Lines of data
========================================

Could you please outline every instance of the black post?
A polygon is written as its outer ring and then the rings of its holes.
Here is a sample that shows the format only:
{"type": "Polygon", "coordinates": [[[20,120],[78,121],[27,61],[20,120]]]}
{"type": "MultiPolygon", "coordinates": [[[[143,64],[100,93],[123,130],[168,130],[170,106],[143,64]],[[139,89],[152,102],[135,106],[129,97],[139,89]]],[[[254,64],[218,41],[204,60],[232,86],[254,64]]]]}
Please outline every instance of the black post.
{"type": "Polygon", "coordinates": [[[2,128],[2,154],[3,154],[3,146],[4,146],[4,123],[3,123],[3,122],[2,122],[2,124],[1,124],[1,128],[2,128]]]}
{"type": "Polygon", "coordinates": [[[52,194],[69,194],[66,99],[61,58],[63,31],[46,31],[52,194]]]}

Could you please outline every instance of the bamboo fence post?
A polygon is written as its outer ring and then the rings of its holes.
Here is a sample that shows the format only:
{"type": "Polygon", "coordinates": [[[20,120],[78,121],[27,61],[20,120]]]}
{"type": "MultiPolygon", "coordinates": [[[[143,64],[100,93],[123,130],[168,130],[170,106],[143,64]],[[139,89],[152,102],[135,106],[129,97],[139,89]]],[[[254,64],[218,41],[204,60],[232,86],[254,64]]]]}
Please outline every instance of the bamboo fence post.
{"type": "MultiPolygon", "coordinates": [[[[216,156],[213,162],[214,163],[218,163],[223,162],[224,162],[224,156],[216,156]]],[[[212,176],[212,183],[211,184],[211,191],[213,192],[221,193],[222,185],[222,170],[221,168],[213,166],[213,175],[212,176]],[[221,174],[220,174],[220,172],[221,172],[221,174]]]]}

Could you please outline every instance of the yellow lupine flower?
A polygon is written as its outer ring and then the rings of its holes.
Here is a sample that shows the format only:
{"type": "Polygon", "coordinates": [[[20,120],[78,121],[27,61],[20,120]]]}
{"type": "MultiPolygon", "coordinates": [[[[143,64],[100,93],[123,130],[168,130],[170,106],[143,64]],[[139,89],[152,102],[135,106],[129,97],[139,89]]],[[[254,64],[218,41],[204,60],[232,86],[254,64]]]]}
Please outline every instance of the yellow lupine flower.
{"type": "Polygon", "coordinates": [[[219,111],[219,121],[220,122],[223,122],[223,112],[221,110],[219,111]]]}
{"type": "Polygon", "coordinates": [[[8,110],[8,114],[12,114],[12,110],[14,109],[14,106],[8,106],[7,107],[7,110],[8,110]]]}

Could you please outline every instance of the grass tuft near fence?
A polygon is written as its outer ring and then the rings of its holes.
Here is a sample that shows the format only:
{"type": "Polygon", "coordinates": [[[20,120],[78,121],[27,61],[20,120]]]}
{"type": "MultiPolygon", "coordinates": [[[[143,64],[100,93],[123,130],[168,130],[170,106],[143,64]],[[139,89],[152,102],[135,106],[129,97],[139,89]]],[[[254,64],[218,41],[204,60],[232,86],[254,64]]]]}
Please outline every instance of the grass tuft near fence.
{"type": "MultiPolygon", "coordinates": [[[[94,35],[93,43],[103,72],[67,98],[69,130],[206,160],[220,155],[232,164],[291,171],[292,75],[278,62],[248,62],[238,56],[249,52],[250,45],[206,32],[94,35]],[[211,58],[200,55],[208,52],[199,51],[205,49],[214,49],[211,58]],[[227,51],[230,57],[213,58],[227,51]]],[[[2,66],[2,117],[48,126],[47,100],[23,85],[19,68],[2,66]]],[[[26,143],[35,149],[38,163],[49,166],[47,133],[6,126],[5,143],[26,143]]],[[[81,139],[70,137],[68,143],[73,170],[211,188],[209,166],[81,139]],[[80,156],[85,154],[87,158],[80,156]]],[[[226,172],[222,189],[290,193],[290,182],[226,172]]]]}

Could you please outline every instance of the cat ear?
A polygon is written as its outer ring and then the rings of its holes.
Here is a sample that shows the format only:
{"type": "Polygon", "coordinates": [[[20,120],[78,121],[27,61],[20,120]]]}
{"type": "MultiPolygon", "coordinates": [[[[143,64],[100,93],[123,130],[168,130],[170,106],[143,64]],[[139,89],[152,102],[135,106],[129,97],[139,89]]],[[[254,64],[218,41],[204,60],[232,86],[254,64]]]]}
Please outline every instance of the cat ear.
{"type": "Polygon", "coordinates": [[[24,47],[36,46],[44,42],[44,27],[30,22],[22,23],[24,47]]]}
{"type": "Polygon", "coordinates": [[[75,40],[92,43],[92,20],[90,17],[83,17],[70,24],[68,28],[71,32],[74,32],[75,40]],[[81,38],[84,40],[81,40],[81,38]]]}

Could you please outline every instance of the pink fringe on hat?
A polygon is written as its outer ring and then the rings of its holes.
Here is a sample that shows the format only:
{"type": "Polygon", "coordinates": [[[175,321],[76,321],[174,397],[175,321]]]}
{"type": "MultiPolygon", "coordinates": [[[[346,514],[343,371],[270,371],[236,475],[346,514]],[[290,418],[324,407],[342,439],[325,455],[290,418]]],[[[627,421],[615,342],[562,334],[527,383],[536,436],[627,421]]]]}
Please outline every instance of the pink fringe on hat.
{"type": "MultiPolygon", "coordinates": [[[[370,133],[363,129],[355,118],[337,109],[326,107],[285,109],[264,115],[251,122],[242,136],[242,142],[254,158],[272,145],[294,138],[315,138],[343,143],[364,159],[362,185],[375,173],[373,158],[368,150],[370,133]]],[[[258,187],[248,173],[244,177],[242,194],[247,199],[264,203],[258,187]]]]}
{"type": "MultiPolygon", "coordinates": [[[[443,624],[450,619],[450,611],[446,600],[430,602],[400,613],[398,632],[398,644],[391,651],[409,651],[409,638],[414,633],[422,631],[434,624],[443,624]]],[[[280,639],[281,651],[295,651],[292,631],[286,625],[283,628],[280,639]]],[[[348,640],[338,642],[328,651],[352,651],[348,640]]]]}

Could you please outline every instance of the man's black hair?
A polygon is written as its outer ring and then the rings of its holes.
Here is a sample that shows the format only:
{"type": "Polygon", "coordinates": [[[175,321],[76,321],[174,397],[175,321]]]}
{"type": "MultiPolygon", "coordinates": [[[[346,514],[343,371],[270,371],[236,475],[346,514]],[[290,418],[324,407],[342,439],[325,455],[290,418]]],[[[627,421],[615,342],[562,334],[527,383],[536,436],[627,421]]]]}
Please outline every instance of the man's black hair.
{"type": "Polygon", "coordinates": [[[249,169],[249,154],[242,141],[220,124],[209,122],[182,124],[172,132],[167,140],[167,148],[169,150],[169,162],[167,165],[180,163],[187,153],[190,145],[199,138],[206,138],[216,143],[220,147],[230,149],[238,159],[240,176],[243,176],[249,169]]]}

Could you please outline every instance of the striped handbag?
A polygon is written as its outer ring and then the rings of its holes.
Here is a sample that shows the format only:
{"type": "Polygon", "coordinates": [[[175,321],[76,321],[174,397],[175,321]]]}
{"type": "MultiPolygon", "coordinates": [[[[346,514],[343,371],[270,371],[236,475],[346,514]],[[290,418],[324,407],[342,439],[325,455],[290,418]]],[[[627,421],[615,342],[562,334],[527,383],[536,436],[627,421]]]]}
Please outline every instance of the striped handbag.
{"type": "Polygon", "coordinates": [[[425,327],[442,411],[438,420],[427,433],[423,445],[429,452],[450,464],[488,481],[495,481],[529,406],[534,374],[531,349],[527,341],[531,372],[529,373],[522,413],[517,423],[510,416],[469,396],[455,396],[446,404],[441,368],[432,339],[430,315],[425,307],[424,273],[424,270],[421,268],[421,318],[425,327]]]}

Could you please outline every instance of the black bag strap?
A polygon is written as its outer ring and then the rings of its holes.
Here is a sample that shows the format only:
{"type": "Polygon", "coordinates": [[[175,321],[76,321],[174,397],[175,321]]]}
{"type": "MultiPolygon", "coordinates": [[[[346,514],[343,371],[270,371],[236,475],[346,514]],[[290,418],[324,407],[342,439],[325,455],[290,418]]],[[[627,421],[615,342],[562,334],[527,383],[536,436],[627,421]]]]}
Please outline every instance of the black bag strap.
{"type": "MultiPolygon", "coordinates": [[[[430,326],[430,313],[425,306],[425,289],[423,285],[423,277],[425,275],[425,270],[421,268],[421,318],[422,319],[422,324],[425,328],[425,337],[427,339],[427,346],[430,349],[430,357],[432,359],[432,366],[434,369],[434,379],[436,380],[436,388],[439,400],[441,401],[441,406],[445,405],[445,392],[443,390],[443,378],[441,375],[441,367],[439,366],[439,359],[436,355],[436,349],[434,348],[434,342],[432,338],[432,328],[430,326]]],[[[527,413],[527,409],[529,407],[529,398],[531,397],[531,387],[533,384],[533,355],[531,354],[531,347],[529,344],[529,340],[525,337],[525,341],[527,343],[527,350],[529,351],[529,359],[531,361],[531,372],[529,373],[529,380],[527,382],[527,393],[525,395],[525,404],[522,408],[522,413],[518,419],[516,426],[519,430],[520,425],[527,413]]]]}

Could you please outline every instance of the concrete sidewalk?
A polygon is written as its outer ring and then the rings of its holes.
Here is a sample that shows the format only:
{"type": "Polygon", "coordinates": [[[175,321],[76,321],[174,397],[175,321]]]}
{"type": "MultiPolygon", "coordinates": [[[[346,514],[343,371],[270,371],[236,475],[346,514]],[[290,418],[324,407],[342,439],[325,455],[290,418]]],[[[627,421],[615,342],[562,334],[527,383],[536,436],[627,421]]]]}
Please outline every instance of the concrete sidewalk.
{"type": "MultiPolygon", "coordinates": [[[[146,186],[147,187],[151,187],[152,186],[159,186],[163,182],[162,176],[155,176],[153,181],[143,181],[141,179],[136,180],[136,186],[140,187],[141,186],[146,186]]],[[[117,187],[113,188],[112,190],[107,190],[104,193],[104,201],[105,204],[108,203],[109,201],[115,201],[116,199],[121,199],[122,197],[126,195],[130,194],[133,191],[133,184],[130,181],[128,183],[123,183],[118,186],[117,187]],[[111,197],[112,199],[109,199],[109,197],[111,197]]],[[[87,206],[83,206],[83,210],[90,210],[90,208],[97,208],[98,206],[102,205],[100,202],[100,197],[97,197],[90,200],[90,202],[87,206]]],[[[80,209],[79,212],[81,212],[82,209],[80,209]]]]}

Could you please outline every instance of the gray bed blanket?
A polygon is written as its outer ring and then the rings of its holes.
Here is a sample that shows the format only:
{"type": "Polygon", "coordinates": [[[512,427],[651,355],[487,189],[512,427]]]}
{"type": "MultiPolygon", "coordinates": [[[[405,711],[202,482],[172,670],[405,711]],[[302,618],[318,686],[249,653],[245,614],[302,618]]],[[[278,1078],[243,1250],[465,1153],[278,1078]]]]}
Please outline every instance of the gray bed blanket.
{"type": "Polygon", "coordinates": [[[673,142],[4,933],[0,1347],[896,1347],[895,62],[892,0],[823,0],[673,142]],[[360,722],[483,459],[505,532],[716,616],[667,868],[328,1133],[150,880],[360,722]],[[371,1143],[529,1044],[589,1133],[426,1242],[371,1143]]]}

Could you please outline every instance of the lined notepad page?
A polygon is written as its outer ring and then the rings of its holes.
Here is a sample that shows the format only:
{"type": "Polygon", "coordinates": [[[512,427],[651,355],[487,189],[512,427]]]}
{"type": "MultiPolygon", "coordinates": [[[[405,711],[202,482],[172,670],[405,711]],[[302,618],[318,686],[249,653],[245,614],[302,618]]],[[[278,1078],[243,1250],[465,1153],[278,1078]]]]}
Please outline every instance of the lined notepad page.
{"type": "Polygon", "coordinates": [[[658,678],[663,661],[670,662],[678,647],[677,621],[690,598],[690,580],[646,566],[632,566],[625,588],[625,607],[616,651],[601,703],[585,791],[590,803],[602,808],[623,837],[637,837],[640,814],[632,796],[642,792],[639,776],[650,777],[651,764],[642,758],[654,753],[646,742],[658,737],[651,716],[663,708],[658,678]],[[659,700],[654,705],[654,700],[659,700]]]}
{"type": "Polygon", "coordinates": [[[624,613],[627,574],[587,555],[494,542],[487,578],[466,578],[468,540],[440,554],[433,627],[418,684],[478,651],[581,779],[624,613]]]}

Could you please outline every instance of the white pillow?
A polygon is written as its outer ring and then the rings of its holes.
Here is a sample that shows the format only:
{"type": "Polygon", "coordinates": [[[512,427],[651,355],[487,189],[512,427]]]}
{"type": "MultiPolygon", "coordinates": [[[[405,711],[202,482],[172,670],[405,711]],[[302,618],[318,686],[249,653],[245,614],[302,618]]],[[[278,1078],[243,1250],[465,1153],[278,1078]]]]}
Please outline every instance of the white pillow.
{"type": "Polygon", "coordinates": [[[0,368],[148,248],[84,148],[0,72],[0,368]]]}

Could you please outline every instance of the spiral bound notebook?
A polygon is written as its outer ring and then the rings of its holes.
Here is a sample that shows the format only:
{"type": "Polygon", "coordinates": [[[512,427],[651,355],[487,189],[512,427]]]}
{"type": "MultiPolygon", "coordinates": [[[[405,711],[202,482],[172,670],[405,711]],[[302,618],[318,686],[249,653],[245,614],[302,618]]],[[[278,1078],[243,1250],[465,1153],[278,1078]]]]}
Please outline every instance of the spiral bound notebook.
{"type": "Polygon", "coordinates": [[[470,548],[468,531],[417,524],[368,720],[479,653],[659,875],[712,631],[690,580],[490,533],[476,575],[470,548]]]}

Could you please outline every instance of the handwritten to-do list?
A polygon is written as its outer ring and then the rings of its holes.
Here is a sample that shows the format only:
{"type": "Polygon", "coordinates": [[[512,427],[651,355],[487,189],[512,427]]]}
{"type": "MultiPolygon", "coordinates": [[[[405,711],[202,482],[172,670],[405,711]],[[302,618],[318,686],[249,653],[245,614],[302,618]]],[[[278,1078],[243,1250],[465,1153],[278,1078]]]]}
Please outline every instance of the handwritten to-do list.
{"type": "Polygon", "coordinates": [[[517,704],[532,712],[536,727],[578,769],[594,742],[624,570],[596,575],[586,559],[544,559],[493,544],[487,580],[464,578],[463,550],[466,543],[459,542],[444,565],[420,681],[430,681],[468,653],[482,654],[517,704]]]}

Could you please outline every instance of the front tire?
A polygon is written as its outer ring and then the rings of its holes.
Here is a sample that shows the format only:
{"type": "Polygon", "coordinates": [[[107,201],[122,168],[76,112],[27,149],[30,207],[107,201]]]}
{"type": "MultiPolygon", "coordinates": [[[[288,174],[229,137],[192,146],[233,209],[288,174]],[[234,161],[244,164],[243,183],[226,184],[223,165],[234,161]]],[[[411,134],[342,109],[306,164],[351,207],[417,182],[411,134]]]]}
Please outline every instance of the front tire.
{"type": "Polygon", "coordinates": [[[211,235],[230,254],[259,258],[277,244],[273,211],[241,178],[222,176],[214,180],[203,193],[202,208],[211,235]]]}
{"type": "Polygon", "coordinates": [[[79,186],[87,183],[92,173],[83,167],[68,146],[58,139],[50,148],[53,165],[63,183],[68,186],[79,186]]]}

========================================

* What you have to do: Reproduce the lines from the one containing "Could you please outline every instance of the striped" to the one containing "Please outline every instance of the striped handbag.", including both of those lines.

* Solution to this problem:
Could you please outline every instance of the striped handbag?
A polygon is written as its outer ring and then the rings of its holes.
Here is a sample that shows the format only:
{"type": "Polygon", "coordinates": [[[175,321],[76,321],[174,397],[175,321]]]}
{"type": "MultiPolygon", "coordinates": [[[[346,514],[343,371],[270,371],[236,475],[346,514]],[[290,418],[324,407],[342,439],[325,455],[290,418]]],[[[627,421],[615,342],[562,334],[527,383],[536,436],[627,421]]]]}
Please outline every instance of the striped handbag.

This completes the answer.